**Instruction:**
Copy the entries below verbatim, starting at the line that contains "the tall lamp" and continuing through the last line of the entries.

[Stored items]
((
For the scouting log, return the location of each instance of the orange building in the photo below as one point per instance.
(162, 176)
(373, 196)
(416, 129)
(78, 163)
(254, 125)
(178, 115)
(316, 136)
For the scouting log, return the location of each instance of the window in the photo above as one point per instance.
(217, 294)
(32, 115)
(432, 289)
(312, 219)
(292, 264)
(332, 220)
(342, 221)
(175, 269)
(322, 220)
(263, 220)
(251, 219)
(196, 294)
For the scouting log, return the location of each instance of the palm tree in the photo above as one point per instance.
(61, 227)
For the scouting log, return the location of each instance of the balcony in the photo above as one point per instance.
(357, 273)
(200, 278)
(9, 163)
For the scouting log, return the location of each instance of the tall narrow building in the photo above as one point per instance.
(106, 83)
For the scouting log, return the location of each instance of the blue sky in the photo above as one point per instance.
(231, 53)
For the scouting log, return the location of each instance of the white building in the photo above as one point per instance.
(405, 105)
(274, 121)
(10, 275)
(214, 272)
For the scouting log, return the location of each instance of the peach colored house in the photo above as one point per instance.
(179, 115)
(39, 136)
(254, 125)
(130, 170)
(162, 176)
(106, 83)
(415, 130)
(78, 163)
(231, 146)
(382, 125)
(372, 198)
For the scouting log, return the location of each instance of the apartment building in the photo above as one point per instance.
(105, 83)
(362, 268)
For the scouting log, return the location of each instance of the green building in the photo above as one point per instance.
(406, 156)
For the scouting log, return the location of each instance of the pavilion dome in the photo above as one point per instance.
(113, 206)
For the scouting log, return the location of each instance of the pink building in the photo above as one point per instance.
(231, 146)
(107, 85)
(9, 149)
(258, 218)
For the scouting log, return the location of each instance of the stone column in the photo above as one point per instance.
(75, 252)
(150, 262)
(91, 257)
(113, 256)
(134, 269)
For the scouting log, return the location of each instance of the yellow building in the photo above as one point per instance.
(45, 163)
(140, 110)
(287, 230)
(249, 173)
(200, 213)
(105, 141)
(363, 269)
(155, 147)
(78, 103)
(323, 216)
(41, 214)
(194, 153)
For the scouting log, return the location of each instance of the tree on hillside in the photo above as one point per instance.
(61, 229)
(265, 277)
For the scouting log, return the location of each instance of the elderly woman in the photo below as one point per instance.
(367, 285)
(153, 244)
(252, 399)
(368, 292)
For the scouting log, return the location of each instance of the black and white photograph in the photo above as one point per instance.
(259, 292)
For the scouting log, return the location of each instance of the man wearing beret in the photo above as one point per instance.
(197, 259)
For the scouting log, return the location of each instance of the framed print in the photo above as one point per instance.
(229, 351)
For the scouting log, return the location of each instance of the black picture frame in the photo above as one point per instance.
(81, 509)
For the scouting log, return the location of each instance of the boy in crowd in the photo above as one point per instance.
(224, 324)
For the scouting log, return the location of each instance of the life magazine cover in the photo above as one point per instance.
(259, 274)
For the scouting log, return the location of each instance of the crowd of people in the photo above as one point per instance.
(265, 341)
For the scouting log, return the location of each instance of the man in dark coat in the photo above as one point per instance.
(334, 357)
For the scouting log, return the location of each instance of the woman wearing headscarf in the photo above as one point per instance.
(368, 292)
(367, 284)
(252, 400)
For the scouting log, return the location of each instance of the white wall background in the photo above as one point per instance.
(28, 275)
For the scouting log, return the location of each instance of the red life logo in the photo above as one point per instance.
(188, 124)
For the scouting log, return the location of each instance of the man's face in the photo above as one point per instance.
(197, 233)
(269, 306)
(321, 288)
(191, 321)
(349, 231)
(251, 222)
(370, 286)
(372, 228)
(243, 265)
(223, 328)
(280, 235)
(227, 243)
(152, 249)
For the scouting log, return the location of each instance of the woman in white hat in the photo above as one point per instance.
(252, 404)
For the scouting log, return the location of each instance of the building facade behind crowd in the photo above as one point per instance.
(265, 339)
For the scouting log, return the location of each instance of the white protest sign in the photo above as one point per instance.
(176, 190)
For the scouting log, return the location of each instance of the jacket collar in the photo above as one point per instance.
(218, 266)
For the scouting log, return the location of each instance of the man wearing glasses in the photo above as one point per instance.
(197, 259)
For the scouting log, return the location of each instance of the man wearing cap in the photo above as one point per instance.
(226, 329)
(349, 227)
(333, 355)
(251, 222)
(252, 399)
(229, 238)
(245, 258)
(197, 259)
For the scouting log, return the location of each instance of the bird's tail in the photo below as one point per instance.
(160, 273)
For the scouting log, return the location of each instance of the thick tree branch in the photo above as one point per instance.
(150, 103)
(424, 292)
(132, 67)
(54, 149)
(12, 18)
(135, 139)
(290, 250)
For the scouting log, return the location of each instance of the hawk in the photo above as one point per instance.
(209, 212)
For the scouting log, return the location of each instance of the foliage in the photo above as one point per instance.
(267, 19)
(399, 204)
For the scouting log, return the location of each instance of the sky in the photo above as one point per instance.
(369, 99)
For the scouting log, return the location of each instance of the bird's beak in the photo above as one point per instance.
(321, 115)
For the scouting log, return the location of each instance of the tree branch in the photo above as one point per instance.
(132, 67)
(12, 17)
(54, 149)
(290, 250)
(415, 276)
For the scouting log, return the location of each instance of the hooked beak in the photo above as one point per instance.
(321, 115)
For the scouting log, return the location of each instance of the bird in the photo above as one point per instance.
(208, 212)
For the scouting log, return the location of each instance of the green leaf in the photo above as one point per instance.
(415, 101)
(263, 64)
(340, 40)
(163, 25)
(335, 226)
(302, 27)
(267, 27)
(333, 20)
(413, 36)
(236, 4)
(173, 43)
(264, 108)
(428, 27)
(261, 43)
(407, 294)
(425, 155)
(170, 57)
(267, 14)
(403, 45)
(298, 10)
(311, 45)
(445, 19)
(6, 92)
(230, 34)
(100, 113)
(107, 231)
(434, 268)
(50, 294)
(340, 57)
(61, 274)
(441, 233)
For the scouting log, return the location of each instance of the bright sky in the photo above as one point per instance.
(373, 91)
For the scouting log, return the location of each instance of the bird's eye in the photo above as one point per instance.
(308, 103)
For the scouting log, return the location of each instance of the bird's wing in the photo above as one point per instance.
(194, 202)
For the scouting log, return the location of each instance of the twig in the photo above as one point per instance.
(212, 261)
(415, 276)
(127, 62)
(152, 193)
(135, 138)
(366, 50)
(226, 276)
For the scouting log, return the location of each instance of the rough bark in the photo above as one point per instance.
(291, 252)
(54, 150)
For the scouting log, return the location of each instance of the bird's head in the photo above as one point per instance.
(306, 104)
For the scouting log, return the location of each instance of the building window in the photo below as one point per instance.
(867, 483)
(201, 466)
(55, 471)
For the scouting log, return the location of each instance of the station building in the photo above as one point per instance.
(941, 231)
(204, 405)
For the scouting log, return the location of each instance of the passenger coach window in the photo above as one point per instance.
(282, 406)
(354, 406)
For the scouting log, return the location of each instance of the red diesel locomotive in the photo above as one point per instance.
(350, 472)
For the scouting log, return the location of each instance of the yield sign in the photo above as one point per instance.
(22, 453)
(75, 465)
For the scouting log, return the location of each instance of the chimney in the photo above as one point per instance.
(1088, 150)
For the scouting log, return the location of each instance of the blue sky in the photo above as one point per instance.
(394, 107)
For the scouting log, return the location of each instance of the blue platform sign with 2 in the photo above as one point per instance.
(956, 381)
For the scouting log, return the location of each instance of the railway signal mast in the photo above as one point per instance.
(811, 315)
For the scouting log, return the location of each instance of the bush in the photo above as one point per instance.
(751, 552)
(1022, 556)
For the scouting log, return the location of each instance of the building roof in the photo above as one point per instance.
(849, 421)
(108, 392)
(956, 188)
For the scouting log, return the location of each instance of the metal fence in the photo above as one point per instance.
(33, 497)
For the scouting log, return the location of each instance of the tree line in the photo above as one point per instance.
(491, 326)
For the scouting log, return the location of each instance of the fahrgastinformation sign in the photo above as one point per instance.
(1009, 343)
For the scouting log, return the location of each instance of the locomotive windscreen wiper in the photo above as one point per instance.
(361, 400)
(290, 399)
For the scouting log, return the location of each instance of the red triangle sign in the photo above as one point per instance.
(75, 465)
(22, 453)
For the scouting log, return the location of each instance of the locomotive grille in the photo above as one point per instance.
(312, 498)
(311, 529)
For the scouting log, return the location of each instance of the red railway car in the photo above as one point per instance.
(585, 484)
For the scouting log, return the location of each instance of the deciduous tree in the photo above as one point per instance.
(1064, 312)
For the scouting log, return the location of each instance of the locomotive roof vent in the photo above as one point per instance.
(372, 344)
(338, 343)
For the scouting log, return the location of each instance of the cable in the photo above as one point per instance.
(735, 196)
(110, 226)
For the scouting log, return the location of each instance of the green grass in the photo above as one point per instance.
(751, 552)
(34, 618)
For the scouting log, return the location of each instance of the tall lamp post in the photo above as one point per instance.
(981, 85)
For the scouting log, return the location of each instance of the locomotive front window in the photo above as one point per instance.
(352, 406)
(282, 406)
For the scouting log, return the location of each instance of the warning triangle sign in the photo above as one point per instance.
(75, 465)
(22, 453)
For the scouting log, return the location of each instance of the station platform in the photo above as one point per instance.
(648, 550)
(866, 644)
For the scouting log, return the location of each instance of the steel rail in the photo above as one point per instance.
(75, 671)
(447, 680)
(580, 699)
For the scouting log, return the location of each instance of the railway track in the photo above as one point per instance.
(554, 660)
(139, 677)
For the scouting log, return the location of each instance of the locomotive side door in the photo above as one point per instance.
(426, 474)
))
**Response for this exercise:**
For the scouting log, return the location of each instance of the tall lamp post in the photo above as one point per instance.
(981, 85)
For the scouting log, return the location of each instance of the locomotive front window in the photo above as one point per instance.
(352, 406)
(282, 406)
For the scouting log, return the location of each instance of the warning triangle sign in the photo above as one point per instance.
(75, 465)
(22, 453)
For the scouting log, return the location of each instance of the station platform in the photo above as one point per instance.
(648, 550)
(866, 644)
For the scouting log, return the location of each instance of the steel rail in the photo above as one point per instance.
(75, 671)
(447, 680)
(580, 699)
For the scouting log, return the location of each instance of the railway track in the photo above as one point per instance.
(554, 660)
(139, 677)
For the scouting log, return the location of each instance of the locomotive side door in the photo above as one point per instance.
(426, 474)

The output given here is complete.